# Spotted Redfish



## WaterRat (Apr 2, 2009)

I ran acrossed this photo on the internet. Ive seen a lot of reds, but never one like this:


----------



## hunterfisher (Oct 1, 2008)

I'ver never seen anything like that either:blownaway


----------



## John B. (Oct 2, 2007)

i've never seen a red with that many spots!... about 5 years ago i caught a bull red with 83 spots, then the next day caught an 18" rat red with 87 spots.


----------



## Jighead (Feb 11, 2009)

that's the work of amagic marker


----------



## biggamefishr (Oct 26, 2007)

theres a few tournaments around that go by spots instead of weight...usually around 20 spots wins them though.


----------



## martinsconstruction (May 27, 2009)

━━━━━━━━

What you need to do
[1] In the spotted redfish thread, how many spots were on the 18" rat red that was caught the day after the bull red?
[2] Rewrite the spotted redfish thread from "# Spotted Redfish" down to "(Oct 1, 2008)", renaming "photo" to "picture".
[3] Write what comes next in the spotted redfish thread, starting right after its last line.
None of the material is required for this work.

Segmentation labeling entries
━━━━━━━━

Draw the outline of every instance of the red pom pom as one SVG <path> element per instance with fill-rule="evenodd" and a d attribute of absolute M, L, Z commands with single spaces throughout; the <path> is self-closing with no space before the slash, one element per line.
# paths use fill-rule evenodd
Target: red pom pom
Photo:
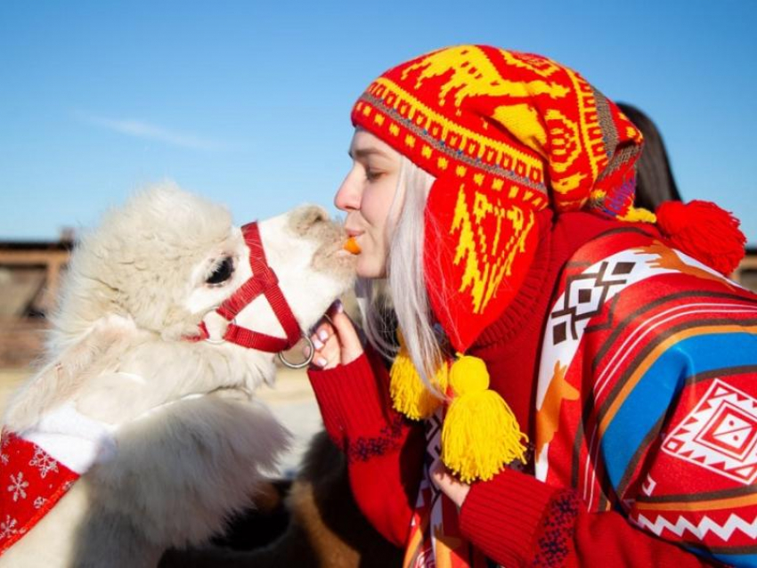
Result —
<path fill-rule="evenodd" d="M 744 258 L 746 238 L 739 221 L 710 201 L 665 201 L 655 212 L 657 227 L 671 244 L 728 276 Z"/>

━━━━━━━━

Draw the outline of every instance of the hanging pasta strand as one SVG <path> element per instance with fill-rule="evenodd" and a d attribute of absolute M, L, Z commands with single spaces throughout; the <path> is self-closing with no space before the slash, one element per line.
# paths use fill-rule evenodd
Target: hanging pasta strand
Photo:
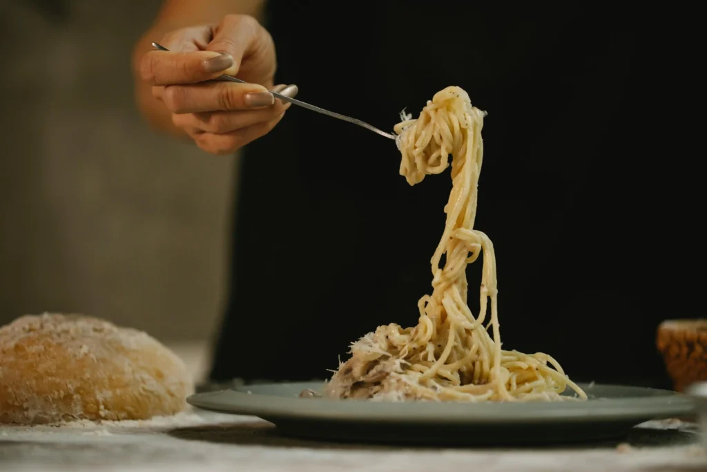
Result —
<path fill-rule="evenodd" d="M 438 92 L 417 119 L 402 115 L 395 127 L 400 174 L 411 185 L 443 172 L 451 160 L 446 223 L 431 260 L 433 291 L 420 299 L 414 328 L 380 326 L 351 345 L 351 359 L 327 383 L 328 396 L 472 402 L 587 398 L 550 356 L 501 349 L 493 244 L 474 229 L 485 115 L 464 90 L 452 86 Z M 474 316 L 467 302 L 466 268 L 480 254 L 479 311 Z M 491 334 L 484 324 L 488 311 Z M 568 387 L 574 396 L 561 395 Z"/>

━━━━━━━━

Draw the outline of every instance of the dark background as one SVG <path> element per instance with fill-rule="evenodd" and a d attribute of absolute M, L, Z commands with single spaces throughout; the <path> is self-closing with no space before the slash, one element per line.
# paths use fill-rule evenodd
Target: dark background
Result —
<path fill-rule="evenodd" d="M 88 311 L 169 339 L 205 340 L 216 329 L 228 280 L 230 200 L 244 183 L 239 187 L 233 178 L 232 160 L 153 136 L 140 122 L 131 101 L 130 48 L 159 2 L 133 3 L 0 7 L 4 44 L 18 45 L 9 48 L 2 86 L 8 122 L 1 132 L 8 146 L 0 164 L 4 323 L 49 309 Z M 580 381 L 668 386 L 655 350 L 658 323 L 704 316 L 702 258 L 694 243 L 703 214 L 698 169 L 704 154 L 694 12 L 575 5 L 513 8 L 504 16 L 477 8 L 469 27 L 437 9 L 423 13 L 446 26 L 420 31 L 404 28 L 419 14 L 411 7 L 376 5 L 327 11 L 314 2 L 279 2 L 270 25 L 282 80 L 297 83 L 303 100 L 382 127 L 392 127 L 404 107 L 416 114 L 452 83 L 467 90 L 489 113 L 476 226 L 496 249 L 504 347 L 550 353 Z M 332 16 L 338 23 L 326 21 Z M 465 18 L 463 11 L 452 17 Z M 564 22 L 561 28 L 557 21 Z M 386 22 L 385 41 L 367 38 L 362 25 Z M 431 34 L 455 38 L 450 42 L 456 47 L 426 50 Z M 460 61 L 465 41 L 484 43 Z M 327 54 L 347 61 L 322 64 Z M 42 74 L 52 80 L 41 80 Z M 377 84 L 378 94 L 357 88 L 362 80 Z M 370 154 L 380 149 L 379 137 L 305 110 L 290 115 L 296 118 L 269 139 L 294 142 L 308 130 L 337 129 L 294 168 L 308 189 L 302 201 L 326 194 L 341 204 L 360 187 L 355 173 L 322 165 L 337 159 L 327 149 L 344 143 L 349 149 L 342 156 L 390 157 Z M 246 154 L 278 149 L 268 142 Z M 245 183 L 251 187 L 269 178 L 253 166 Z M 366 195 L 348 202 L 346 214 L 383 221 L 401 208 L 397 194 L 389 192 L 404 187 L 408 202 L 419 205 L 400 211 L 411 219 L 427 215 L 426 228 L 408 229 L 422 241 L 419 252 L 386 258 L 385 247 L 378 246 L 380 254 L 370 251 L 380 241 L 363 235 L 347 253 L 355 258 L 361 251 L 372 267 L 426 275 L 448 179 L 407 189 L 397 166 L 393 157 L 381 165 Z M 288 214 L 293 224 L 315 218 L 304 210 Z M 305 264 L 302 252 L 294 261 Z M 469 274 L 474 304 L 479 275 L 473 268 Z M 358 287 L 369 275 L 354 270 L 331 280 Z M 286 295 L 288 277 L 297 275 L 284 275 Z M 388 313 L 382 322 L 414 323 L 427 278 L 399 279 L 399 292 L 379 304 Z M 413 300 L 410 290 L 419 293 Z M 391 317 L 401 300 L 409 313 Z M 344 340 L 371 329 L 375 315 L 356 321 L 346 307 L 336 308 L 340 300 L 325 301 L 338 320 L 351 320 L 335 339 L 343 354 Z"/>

━━━━━━━━

Answers
[1] It had 87 spots.

[2]
# Spotted Redfish



## WaterRat (Apr 2, 2009)

I ran acrossed this picture on the internet. Ive seen a lot of reds, but never one like this:


----------



## hunterfisher (Oct 1, 2008)

[3]
wow


----------



## cheeseman3 (Jun 2, 2009)

I have never seen anything close to that. It looks like the spots run from the gills to the tail, all the way down the dorsal.


----------



## specslayer (Oct 9, 2007)

heres another pic of it and i saw it said it had 606 spots


----------



## skullworks (Oct 2, 2007)

Too cool!!!!:letsdrink


----------



## Telum Pisces (Sep 27, 2007)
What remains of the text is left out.